A partir de cette éclairante et riche description, plusieurs éléments fondamentaux se dégagent : tout d'abord, le sens et la finalité de l'exception sont situés de manière catégorique dans l'horizon des instruments de défense dont un accusé dispose devant le juge. Mais la nature de ce mécanisme de protection qu'est l'exception est particulière : elle met sous condition le droit créé par le contrat, sans le nier frontalement. Dans le cas du dol et de l'exceptio doli, elle permet ainsi à la situation exceptionnelle du dol de paralyser la prétention du réclamant et de désactiver l'intention du contrat ; sans léser le contrat dans son être ou dans sa visée, la vérification de l'exception conditionne sa validité et peut légitimer son inexécution de la part l'accusé.

            Il est ainsi manifeste que l'exception apparaît essentiellement comme un instrument efficace de protection juridique. En même temps, elle modifie et complexifie la configuration du rapport juridique : « l'exception constitue donc une demande du défendeur qui fait valoir un élément nouveau »[23], résume Jean Gaudemet. Ce caractère de nouveauté de l'exception par rapport à la lettre et à l'unidimensionnalité de l'intention du contrat mérité d'être souligné, puisqu'il met en avant son rôle de facteur de complexité des rapports et des procédures juridiques. Il s'agit d'un aspect qui a été sans doute déterminant pour l'apparition tardive de l'exception comme élément accessoire de la formule : sa présence étant de nature à compliquer inévitablement la situation juridique, elle rend en même temps plus difficile la mission du juge, puisqu'il devient nécessaire que celui-ci tienne compte non seulement des éléments présents dans la partie principale de la formule (intentio, condamnatio), mais aussi de ceux, parfois parfaitement hétérogènes, auxquels fait référence l'exceptio. D'autre part, la finalité spécifique de l'exception justifie la place que celle-ci détient au sein de la formule : après l'intentio qu'elle veut rendre inefficace, et avant la condamnatio, qui n'est active que si l'exception n'atteint pas son but.

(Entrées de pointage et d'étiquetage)
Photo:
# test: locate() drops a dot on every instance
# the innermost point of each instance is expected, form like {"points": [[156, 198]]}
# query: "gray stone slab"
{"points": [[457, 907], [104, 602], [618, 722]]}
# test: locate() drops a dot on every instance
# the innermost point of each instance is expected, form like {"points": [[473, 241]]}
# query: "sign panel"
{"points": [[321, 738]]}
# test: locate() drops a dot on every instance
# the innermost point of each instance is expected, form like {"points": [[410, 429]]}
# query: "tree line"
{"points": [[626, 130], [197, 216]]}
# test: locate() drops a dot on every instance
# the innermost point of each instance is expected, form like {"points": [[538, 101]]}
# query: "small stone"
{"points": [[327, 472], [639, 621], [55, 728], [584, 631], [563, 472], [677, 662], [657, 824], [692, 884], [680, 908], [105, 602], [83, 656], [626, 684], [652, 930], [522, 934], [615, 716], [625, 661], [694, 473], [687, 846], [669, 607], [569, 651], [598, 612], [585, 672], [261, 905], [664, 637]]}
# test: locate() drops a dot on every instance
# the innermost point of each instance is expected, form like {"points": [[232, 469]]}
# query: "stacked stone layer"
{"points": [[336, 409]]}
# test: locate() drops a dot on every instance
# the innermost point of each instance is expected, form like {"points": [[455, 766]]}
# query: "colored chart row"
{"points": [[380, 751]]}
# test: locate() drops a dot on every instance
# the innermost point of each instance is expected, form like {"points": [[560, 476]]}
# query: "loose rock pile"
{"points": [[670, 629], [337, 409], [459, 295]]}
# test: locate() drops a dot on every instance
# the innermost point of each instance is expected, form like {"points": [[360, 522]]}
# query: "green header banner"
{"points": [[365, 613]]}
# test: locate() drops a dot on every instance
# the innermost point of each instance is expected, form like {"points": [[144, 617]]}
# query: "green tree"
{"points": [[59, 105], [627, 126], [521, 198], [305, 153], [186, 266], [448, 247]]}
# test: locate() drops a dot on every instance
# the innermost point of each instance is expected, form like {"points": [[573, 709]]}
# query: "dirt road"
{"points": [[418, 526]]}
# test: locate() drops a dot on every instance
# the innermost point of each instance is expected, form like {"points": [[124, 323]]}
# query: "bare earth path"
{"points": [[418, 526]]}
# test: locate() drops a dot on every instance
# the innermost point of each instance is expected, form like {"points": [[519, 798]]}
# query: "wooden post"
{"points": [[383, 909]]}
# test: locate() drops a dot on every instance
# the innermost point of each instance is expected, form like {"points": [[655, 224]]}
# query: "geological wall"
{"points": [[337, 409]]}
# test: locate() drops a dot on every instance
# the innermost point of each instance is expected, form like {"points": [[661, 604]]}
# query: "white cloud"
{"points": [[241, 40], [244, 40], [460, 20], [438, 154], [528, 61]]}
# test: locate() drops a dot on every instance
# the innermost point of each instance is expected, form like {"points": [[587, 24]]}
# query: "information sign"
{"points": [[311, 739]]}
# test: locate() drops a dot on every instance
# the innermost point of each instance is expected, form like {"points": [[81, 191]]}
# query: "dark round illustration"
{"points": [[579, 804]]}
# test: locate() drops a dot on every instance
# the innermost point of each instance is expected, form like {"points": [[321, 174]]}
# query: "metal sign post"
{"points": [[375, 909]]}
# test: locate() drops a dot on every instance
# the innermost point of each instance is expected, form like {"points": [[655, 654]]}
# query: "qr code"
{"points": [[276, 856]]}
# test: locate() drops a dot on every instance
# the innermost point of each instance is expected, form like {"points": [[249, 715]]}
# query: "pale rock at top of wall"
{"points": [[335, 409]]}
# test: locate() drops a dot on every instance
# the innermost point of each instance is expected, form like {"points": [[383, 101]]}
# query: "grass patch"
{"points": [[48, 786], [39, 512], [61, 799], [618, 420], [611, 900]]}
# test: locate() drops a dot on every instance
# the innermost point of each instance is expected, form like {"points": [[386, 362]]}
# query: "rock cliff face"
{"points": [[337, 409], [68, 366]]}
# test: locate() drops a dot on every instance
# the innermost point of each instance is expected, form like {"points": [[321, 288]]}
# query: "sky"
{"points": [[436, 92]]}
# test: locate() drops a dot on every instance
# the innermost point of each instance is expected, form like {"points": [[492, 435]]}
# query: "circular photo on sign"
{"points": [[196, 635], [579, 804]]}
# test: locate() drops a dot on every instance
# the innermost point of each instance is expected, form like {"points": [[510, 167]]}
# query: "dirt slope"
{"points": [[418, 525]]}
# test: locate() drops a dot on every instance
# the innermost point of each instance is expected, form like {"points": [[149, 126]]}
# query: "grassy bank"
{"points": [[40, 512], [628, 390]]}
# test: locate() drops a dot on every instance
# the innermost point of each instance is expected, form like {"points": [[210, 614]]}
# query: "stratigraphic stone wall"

[Consignes des tâches]
1 - Recopiez le passage du texte extrait compris entre « A partir de » et « la part l'accusé. », ces deux bornes incluses.
2 - D'après le texte extrait, quelle place l'exception occupe-t-elle au sein de la formule ?

[Réponses]
1 -
A partir de cette éclairante et riche description, plusieurs éléments fondamentaux se dégagent : tout d'abord, le sens et la finalité de l'exception sont situés de manière catégorique dans l'horizon des instruments de défense dont un accusé dispose devant le juge. Mais la nature de ce mécanisme de protection qu'est l'exception est particulière : elle met sous condition le droit créé par le contrat, sans le nier frontalement. Dans le cas du dol et de l'exceptio doli, elle permet ainsi à la situation exceptionnelle du dol de paralyser la prétention du réclamant et de désactiver l'intention du contrat ; sans léser le contrat dans son être ou dans sa visée, la vérification de l'exception conditionne sa validité et peut légitimer son inexécution de la part l'accusé.

2 - Elle se place après l'intentio et avant la condamnatio.